▶ **DATA SECTION**
>>>
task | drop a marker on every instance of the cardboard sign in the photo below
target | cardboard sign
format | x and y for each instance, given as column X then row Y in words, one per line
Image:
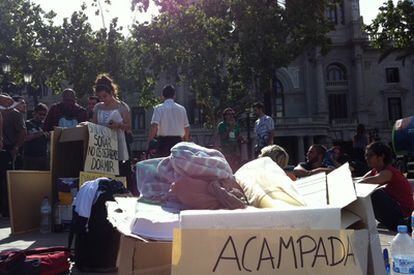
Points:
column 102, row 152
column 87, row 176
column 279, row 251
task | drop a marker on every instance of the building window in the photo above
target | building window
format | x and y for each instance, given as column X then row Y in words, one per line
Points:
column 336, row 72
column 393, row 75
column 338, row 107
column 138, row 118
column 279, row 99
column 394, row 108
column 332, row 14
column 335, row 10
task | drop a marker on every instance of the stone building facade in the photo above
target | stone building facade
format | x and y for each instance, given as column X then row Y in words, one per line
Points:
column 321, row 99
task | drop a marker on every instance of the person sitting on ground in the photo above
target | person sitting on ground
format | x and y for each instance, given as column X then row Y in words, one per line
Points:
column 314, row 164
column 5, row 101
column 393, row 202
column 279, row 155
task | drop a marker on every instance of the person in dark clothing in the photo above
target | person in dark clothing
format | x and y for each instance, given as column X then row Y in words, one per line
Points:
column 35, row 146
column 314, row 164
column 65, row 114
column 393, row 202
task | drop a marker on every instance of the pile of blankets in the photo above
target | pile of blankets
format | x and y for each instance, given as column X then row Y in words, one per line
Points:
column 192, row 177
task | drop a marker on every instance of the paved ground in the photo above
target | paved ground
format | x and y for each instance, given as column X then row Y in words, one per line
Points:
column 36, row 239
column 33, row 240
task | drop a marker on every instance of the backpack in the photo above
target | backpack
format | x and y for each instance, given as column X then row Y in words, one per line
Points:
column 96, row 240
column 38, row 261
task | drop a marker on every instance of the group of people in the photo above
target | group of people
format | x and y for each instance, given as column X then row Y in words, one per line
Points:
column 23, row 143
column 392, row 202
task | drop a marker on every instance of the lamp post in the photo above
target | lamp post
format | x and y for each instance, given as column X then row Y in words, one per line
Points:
<<<
▶ **ACTIVITY**
Please copy every line of the material that contains the word "ground".

▶ **SOLUTION FOR THIS EXERCISE**
task | drop a marker on every instance of the person sitting on ground in the photo above
target | person sitting on ground
task | drop a marker on every instance of the paved ground in the photo above
target | paved ground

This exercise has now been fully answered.